*Short problem*. Do these three statements agree with the Form 8-K excerpt below? Answer yes or no for each, quoting the words of the excerpt that decide it. 1. The PEN Class B common stock carries about 99% of PEN's voting control. 2. Dr. Zvi Yaniv was appointed a director of the Company. 3. Howard Westerman continues as a director.

*Document segment*.
○ ○ ○ ○
The information set forth in Items 2.01, 3.02 and 3.03, above, and Items 5.02 and 5.03, below of this Current Report on Form 8-K is incorporated herein by reference.

 

As a result of the shares issued to the Rickert Family, Limited Partnership in the Nano Merger, a change in control of the Company has occurred. The PEN Class B common stock represents approximately 47% of PEN’s outstanding common stock and 99% of the voting control of PEN. Scott Rickert, Ph.D., PEN’s Chief Executive Officer is the sole general partner of the Rickert Family Limited Partnership and has the power to vote the PEN Class B common stock.

 

 
 

 

ITEM 5.02. Departure of Directors or Certain Officers; Election of Directors; Appointment of Certain Officers; Compensatory Arrangements of Certain officers.

 

Appointment of Directors

 

In accordance with the terms of the Merger & Exchange Agreement and effective as of the Effective Date, Paul F. Rocheleau, David Li, and Dr. Zvi Yaniv resigned as members of the Company’s Board of Directors and Douglas Q. Holmes, Jeanne M. Rickert, Dr. Scott E. Rickert, and James Sharp, were appointed as directors of the Company along with Ronald J. Berman, Dr. Robert Ronstadt and Howard Westerman who continue as Directors.
○ ○ ○ ○
*Data lines*.
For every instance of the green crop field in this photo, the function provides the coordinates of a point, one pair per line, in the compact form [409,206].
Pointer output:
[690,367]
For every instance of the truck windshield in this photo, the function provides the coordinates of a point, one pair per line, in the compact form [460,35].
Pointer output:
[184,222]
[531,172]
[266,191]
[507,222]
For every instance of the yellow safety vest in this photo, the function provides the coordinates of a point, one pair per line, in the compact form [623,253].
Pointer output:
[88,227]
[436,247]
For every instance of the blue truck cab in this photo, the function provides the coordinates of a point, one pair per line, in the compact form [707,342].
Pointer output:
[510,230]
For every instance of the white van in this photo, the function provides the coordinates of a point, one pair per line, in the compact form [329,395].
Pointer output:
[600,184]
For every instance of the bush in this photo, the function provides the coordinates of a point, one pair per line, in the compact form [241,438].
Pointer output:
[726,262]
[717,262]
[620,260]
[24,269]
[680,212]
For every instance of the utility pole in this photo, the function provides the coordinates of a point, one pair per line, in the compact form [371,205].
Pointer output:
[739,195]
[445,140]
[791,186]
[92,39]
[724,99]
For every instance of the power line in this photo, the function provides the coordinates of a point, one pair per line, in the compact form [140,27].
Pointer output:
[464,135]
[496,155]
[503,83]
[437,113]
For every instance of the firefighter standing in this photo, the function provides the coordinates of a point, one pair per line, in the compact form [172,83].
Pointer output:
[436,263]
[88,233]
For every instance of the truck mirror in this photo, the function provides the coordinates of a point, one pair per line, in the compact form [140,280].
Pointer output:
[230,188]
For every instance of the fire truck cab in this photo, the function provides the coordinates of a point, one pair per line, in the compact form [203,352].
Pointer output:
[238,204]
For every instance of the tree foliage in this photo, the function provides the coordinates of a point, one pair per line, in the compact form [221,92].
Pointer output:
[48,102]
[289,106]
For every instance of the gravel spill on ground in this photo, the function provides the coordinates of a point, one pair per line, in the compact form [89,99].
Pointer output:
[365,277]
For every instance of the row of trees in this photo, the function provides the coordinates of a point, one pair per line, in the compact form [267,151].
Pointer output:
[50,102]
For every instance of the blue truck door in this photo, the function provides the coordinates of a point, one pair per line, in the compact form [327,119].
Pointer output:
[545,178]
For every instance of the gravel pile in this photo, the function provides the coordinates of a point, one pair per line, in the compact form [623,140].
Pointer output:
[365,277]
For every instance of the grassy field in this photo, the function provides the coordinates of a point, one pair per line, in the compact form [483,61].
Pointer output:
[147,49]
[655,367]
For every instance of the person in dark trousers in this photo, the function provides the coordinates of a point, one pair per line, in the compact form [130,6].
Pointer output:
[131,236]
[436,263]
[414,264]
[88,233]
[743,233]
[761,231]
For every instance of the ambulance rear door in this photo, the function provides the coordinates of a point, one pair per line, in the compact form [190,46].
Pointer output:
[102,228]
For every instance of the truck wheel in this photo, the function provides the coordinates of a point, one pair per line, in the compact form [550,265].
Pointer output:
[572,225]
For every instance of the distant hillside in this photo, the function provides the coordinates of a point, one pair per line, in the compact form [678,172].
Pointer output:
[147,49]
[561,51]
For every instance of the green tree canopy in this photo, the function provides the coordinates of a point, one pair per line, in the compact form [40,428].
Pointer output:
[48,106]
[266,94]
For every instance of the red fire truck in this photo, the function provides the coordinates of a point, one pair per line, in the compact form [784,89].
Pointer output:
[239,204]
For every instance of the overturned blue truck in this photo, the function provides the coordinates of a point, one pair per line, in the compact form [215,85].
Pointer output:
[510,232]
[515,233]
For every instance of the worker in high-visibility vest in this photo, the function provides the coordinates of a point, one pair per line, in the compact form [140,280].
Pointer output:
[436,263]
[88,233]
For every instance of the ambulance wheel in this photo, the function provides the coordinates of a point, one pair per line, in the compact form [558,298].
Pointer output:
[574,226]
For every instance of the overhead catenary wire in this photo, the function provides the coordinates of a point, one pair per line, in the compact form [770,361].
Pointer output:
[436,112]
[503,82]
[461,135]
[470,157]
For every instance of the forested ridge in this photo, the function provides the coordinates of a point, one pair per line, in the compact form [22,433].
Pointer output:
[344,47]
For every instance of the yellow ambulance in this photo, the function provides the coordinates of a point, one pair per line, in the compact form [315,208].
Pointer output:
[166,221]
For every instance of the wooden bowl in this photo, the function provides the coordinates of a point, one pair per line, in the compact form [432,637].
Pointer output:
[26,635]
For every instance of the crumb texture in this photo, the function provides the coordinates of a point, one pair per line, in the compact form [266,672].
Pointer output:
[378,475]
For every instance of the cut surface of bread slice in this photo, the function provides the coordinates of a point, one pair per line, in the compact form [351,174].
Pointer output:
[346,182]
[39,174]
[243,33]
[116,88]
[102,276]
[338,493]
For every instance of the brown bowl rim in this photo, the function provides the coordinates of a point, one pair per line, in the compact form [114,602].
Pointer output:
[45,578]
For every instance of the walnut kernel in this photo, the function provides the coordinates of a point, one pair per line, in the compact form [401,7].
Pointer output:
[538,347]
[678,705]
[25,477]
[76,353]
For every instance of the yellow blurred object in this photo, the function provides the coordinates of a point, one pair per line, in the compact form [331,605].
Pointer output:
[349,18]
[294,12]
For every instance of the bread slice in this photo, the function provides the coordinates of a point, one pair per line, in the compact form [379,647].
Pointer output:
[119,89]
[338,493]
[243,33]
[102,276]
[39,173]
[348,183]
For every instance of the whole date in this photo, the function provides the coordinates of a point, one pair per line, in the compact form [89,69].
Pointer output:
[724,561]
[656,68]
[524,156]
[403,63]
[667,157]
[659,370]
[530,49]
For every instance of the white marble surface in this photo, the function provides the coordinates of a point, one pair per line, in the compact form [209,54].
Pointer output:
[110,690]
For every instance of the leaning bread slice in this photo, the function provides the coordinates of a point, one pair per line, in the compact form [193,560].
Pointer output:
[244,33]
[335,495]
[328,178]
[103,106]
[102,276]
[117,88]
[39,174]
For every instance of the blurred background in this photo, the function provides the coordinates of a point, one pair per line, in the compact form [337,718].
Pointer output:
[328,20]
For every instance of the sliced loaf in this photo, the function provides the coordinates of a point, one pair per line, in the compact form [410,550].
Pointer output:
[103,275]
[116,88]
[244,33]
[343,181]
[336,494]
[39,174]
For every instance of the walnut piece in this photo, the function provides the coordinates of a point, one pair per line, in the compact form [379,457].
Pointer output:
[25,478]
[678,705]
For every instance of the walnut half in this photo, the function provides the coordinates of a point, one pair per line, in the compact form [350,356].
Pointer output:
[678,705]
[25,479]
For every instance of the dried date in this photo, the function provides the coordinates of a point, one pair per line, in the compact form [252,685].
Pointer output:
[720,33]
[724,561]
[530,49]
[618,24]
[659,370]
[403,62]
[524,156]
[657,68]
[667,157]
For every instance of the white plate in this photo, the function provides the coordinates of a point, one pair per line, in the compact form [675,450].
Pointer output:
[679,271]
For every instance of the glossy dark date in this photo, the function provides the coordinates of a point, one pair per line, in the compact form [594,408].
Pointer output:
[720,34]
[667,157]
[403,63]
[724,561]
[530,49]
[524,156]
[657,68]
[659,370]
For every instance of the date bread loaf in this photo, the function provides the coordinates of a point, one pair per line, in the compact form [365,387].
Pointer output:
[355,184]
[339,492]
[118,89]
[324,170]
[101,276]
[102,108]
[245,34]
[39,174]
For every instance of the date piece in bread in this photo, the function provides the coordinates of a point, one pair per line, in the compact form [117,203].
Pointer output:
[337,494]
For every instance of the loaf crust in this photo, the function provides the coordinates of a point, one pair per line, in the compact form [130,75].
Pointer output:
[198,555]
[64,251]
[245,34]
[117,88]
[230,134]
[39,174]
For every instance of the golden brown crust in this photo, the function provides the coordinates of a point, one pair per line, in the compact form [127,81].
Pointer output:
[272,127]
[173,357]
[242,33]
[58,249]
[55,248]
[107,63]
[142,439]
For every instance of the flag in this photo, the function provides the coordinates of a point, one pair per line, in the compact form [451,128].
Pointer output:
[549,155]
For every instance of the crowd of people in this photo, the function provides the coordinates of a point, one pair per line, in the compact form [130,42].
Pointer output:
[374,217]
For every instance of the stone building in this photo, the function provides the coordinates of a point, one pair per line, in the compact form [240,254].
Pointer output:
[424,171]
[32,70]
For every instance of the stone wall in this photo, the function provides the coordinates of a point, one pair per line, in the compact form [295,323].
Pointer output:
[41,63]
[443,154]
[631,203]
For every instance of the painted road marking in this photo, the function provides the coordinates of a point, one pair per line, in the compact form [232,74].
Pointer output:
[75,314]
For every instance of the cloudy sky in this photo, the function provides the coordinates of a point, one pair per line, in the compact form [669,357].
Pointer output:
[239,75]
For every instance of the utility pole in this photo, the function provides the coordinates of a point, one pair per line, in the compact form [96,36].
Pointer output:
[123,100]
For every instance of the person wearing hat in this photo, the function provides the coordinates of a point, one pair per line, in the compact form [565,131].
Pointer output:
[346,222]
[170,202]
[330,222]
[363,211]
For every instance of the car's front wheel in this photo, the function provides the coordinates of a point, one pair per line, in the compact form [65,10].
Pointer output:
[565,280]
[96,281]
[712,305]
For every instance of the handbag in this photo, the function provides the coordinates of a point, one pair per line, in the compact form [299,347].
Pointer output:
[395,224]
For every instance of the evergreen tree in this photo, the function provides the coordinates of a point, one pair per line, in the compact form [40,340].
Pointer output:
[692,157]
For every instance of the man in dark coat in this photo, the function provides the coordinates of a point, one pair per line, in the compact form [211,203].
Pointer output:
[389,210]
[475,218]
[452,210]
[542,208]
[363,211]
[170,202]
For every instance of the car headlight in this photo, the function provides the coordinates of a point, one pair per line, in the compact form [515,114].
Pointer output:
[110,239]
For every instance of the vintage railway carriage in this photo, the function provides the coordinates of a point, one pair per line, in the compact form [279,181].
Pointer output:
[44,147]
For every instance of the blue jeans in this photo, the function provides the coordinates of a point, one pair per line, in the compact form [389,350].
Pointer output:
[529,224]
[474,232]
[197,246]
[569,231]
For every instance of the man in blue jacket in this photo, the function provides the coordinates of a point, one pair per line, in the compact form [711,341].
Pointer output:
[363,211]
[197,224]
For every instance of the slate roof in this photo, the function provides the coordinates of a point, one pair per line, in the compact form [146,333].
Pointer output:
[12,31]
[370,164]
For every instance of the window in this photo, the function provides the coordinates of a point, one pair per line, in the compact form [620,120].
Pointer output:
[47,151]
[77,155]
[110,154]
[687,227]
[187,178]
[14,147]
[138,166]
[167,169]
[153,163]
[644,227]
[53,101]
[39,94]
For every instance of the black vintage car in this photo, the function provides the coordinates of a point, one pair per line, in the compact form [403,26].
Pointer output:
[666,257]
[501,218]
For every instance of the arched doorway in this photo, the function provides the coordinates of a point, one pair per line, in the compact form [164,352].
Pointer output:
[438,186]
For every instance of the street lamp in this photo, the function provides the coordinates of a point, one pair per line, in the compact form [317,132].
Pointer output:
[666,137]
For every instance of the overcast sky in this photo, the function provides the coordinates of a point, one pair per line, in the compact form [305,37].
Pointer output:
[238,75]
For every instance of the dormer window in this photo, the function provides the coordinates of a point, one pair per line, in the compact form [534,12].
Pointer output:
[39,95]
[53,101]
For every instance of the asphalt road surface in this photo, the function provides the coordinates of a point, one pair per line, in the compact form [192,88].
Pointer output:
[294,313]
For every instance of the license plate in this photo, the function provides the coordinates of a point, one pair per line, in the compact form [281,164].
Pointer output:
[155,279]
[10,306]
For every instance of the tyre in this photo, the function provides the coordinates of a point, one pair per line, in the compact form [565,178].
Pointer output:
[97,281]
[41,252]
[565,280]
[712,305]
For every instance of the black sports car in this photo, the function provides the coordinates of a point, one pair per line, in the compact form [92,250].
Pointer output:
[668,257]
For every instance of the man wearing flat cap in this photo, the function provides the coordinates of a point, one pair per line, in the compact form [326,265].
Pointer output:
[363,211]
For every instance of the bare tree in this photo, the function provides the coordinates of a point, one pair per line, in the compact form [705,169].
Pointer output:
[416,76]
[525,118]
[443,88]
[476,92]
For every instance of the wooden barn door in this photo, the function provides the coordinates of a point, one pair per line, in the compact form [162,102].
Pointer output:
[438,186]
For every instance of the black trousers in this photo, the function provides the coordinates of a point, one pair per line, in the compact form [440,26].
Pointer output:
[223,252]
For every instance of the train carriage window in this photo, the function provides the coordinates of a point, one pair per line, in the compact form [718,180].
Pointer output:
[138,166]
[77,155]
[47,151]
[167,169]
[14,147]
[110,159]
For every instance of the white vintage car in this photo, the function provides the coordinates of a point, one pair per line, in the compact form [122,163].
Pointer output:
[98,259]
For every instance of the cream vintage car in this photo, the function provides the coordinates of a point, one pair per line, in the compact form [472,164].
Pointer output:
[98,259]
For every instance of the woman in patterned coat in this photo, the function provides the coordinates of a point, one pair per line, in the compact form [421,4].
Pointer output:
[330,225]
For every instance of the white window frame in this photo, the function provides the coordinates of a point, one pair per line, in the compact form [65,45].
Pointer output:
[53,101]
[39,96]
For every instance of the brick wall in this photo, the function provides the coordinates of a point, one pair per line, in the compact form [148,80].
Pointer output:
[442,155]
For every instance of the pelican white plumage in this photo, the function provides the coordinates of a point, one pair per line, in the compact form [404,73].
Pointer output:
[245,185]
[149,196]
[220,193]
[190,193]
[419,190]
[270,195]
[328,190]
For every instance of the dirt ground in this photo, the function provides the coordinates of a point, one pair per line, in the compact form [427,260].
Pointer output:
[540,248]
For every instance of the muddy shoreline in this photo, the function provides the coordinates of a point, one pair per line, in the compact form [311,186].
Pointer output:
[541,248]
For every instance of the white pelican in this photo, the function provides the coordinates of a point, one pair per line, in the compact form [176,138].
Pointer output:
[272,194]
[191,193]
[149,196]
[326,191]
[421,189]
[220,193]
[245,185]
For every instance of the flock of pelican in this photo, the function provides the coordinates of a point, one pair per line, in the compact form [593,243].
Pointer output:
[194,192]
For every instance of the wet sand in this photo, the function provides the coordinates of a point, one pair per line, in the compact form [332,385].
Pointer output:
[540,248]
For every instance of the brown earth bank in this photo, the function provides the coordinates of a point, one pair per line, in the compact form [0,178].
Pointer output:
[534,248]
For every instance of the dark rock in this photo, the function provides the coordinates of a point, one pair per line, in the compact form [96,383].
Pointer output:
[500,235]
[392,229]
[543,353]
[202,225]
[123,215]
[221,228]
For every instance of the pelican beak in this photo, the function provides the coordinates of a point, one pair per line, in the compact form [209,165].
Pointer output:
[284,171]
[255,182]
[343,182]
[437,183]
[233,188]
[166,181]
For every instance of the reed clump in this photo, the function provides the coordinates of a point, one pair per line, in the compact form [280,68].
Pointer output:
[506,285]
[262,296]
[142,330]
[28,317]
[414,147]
○ ○ ○ ○
*Answer to the exercise*.
1. Yes: "99% of the voting control of PEN"
2. No: "Paul F. Rocheleau, David Li, and Dr. Zvi Yaniv resigned as members of the Company’s Board of Directors"
3. Yes: "Ronald J. Berman, Dr. Robert Ronstadt and Howard Westerman who continue as Directors"